Rows of bounding box annotation data
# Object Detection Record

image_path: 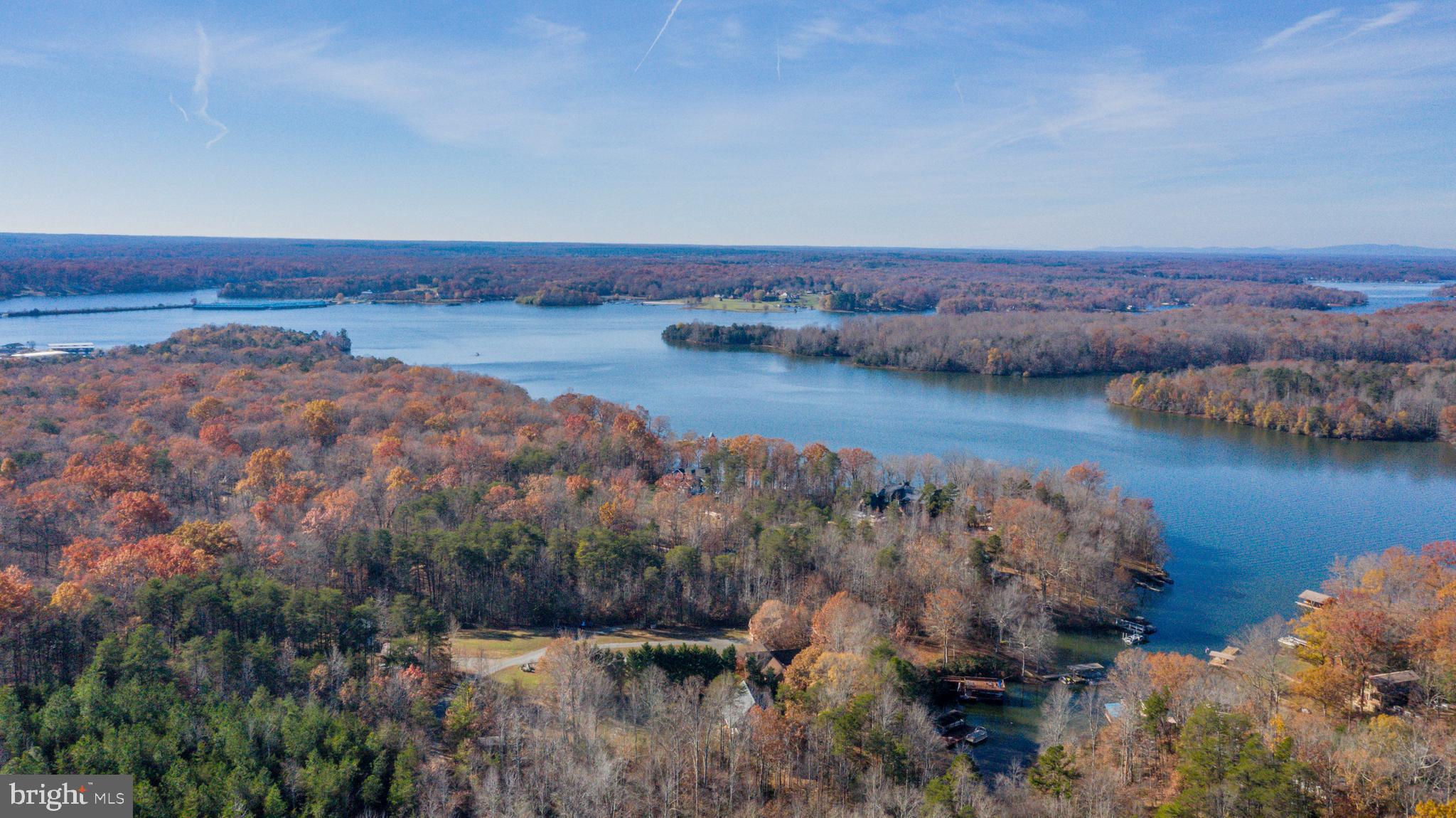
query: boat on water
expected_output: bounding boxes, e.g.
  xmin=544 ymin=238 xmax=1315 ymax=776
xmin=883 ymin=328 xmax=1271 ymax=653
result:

[WRITTEN PROBLEM] Please print every line of the entries above word for word, leaving out the pictures.

[THE RESULT]
# Object Detection Record

image_path: 
query: boat on water
expected_output: bounding boxes, e.g.
  xmin=544 ymin=238 xmax=1315 ymax=776
xmin=883 ymin=328 xmax=1271 ymax=653
result:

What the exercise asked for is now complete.